§ **TASK DIRECTIONS**: Rewrite every line of the listing below as a numbered list, skipping any blank lines.

===== DATA ENTRIES

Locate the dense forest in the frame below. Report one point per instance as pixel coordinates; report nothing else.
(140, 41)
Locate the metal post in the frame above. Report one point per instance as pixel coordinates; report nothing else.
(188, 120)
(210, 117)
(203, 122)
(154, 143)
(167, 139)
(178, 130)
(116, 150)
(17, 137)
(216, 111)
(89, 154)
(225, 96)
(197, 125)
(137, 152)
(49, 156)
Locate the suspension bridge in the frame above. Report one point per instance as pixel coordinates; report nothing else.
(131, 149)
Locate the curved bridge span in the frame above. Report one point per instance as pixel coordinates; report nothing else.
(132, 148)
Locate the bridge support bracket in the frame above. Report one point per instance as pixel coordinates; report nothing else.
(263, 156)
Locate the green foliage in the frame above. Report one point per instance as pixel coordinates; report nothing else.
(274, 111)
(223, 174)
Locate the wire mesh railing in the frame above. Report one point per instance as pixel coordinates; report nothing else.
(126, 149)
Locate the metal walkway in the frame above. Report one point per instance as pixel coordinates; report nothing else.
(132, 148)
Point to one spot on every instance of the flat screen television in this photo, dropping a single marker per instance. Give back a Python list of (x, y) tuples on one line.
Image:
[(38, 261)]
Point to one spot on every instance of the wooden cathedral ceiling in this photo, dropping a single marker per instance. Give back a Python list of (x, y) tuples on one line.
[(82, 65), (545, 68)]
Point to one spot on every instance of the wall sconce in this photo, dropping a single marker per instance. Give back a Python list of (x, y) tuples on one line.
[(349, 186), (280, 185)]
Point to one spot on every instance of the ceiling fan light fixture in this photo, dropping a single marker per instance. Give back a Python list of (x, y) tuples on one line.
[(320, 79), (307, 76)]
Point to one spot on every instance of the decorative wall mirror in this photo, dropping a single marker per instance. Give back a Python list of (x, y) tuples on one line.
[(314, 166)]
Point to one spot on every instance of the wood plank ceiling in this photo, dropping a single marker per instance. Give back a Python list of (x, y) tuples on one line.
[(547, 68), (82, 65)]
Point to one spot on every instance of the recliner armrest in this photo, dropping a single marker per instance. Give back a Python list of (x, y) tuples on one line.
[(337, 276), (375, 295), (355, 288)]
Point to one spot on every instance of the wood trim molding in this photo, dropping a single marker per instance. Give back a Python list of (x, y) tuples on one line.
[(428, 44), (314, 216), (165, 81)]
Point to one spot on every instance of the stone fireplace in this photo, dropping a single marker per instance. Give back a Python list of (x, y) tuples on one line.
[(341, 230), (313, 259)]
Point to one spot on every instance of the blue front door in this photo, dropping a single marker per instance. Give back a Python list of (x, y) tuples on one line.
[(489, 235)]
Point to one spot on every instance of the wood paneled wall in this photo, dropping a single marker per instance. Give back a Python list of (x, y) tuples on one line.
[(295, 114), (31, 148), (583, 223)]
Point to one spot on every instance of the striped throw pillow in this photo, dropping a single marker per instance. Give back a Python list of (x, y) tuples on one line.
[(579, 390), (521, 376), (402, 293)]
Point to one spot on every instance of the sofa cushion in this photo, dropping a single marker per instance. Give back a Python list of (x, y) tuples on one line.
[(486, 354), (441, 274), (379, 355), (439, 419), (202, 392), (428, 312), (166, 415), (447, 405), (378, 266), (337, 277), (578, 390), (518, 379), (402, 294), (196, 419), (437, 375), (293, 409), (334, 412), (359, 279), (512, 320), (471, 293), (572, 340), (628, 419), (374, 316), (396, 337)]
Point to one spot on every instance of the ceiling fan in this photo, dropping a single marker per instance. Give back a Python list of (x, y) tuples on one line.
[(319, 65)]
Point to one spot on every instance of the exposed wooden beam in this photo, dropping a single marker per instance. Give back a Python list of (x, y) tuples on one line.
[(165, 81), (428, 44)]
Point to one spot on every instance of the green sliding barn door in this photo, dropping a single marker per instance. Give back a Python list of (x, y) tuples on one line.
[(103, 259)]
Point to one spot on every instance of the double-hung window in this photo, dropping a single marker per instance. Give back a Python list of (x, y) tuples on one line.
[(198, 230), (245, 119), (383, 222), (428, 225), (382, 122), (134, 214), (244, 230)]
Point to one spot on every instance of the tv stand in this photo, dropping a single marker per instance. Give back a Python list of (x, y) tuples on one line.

==========

§ **EXPECTED ANSWER**:
1. Locate the dense forest in the frame below. Report one point per instance as pixel coordinates; report nothing else.
2. (140, 41)
3. Locate the metal post in the frame above. Report one point per instance as pixel coordinates; report nothing else.
4. (188, 120)
5. (210, 117)
6. (203, 122)
7. (154, 143)
8. (167, 139)
9. (178, 130)
10. (116, 150)
11. (17, 137)
12. (216, 111)
13. (89, 154)
14. (225, 96)
15. (197, 125)
16. (137, 152)
17. (49, 156)
18. Locate the suspension bridge in the frame above. Report one point per instance as pixel coordinates; report nothing else.
19. (131, 149)
20. Locate the curved bridge span in the frame above. Report one point per instance as pixel coordinates; report nothing else.
21. (132, 148)
22. Locate the bridge support bracket in the frame above. Report one point per instance as pixel coordinates; report nothing else.
23. (263, 156)
24. Locate the green foliage in the frame above. Report one point per instance as pixel coordinates; report nothing else.
25. (274, 111)
26. (223, 174)
27. Locate the wire mesh railing in the frame above. Report one point per instance as pixel coordinates; report nothing else.
28. (126, 149)
29. Locate the metal walkway in the frame above. Report one point per instance as pixel coordinates; report nothing else.
30. (132, 148)
31. Point to one spot on every instance of the flat screen television in this photo, dropping a single marker per instance. Give back a Python list of (x, y) tuples on one line.
32. Image:
33. [(38, 261)]
34. Point to one spot on every instance of the wooden cathedral ceiling in this photo, dropping a single marker per instance. Give back a Python list of (x, y) tuples on one line.
35. [(82, 65), (545, 68)]
36. Point to one spot on every instance of the wall sconce in this photo, dropping a single marker per instance. Give back a Python list of (x, y) tuples on one line.
37. [(349, 186), (280, 185)]
38. Point to one spot on every instance of the ceiling fan light fixture in this photo, dropping a single marker per instance. Give back a Python list of (x, y) tuples on one line.
39. [(320, 79), (307, 76)]
40. Point to one spot on every instance of the decorative wall mirror in this photo, dropping a single marker per instance. Give back a Python list of (x, y) tuples on one line.
41. [(314, 166)]
42. Point to one spot on every instance of the wood plank ceiling in this photo, dropping a single marker per instance. Give back a Python list of (x, y) tuples on one line.
43. [(547, 68), (82, 65)]
44. Point to one spot on every instance of the recliner armrest in this photo, dropping a single marker per instance. Give back a Python list of (x, y) tuples on one line.
45. [(337, 276), (375, 295), (355, 288)]
46. Point to one spot on every instance of the wood trim molding in this photo, dropping a single marker per instance. Give back a Python list of (x, y) tuples on one line.
47. [(428, 44), (314, 216), (165, 81)]
48. Point to one spot on every instance of the stone fireplace in this photo, dropping a single marker per instance. Give back a Python list of (x, y) tuples on one line.
49. [(341, 230), (313, 259)]
50. Point to one spot on every instance of the blue front door in this photo, dropping a single marker per instance. Give back a Python list of (x, y) tuples on one line.
51. [(489, 235)]
52. Point to one spot on every instance of the wood paneled wall in this photo, dropping a single marker per instance. Give back a Python list of (x, y) tuples on one line.
53. [(295, 114), (31, 148), (583, 223)]
54. Point to one spot on every instance of the striped throw pillow in this photo, dropping a single marker per instance. Give back a Python list of (x, y) tuples on one line.
55. [(579, 390), (521, 376), (402, 293)]
56. Point to one spot on every instance of the sofa cushion in this photo, dropping a single marker per instance. Give back a Python list of (x, y) tuples on one line.
57. [(486, 354), (441, 274), (379, 355), (439, 419), (202, 392), (428, 312), (166, 415), (447, 405), (378, 266), (337, 277), (578, 390), (518, 379), (402, 294), (196, 419), (437, 375), (293, 409), (334, 412), (359, 279), (512, 320), (471, 293), (572, 340), (628, 419), (374, 316), (396, 337)]
58. Point to one spot on every instance of the ceiling fan in this photo, dropping a single marker per instance. Give back a Python list of (x, y) tuples on one line.
59. [(319, 65)]
60. Point to one spot on every instance of the exposed wooden beam in this photo, dropping a single marker per instance. Give back a Python list of (x, y) tuples on one line.
61. [(165, 81), (428, 44)]
62. Point to one spot on every instance of the green sliding barn door in this photo, dropping a single marker per instance. Give back a Python list of (x, y) tuples on one line.
63. [(103, 259)]
64. Point to one spot on every instance of the double-hung window in this photo, dropping a single marker per instance. Give back a Python list of (x, y) tuples on one line.
65. [(198, 230), (245, 119), (383, 222), (428, 225), (382, 122), (134, 214), (244, 230)]
66. Point to one spot on every instance of the tv stand in this photo, dropping a single marker per instance. Give back a Python list of (x, y) tuples on one line.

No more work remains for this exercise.